# [Set problem]
Pull out each line of the records below that contains the word "every", treating uppercase and lowercase as different.

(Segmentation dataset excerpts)

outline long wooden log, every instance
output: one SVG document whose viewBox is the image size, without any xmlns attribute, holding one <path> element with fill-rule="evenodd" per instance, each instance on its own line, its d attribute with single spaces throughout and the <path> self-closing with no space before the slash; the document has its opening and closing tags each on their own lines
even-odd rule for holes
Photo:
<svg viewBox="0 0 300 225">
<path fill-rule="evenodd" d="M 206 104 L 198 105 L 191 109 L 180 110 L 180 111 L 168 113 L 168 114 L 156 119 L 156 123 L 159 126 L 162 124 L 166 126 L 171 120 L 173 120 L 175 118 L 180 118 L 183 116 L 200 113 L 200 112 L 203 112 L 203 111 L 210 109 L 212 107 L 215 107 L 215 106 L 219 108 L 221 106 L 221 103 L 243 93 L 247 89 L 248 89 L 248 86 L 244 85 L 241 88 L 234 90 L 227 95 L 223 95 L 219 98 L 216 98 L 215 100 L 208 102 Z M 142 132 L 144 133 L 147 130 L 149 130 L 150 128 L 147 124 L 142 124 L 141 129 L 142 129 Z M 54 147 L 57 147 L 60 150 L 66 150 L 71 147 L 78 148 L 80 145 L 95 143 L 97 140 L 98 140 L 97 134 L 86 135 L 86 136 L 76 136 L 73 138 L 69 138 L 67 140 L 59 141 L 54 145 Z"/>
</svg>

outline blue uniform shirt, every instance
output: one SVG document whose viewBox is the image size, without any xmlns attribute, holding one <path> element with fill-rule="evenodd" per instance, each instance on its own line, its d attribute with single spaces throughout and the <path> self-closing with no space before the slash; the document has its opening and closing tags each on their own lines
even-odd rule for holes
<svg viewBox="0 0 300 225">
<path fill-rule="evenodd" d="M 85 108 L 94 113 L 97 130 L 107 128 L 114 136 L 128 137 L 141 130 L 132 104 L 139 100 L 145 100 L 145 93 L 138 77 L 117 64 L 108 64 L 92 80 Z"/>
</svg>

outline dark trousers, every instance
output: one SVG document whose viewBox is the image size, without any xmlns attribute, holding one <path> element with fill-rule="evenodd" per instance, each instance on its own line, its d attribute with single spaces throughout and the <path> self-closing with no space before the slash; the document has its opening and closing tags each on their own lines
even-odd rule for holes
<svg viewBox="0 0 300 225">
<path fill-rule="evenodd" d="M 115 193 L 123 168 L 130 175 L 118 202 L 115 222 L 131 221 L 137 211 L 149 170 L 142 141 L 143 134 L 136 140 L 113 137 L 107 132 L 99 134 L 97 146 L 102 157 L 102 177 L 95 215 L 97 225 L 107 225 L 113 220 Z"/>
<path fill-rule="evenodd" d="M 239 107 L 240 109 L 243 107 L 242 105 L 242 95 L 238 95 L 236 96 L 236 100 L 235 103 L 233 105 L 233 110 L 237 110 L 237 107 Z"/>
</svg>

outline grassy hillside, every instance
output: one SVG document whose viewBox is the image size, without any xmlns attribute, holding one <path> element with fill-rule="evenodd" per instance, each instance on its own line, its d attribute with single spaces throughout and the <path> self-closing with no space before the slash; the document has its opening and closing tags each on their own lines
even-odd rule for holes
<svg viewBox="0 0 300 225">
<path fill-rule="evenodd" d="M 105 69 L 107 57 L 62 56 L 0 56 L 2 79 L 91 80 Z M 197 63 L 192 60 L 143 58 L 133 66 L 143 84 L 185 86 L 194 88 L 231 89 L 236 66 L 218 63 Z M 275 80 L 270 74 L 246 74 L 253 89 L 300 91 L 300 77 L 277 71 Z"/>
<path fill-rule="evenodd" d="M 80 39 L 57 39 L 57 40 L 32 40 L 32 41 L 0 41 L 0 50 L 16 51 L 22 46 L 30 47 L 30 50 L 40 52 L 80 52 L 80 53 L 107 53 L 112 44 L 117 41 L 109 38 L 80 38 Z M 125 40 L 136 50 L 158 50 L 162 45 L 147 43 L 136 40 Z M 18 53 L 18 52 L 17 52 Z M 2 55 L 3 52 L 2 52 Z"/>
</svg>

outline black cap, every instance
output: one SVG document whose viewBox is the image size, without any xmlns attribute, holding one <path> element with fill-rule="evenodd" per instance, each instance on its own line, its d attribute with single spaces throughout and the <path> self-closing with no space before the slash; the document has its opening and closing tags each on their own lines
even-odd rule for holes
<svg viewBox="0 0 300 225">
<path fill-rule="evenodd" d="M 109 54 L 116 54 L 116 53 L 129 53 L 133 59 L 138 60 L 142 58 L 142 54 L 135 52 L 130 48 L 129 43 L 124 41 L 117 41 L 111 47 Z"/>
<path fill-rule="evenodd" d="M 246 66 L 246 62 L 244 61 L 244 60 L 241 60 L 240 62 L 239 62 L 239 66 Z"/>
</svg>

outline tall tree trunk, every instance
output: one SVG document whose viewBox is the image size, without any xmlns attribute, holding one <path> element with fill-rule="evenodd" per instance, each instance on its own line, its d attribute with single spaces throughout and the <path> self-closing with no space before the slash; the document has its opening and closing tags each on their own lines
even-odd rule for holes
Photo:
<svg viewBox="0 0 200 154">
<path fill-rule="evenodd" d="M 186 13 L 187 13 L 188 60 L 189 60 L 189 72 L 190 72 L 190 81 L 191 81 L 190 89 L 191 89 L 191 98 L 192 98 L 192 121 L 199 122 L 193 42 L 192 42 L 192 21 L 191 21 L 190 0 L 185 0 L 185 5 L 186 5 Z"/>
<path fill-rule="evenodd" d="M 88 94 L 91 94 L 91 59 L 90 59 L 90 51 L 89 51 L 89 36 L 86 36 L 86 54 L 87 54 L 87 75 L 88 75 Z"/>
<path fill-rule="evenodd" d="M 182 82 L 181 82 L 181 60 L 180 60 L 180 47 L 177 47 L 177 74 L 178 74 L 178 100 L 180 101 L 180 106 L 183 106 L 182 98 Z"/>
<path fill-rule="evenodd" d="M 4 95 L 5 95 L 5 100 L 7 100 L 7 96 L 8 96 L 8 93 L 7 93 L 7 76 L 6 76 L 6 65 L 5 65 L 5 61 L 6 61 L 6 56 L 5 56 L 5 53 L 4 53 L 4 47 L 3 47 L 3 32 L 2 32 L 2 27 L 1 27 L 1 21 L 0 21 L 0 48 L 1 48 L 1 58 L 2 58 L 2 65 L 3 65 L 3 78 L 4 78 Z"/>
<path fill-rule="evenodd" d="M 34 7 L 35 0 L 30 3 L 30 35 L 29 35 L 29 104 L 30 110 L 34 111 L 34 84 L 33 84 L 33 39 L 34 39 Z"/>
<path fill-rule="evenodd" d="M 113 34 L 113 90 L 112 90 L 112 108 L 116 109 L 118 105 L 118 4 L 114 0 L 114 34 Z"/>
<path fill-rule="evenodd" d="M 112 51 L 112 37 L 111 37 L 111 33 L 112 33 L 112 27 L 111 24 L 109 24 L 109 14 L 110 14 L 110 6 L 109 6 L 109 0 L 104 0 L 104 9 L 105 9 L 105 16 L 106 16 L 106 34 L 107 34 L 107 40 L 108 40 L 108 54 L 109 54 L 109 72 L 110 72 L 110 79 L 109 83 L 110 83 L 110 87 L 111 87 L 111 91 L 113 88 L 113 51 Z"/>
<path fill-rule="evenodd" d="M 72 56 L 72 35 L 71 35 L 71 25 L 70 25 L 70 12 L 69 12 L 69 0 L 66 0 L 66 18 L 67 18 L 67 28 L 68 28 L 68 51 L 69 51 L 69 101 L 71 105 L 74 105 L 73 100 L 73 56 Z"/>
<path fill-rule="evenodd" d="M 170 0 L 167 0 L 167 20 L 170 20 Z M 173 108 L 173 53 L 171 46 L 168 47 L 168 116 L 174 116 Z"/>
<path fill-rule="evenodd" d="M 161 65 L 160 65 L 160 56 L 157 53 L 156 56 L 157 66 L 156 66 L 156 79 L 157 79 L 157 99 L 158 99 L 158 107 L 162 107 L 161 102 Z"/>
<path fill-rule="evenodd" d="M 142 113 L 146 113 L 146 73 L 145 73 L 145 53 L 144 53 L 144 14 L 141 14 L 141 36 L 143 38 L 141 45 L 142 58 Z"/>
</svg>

# [Task result]
outline long wooden log, every instance
outline blue uniform shirt, every instance
outline dark trousers, every instance
outline grassy hillside, every instance
outline black cap, every instance
outline tall tree trunk, every instance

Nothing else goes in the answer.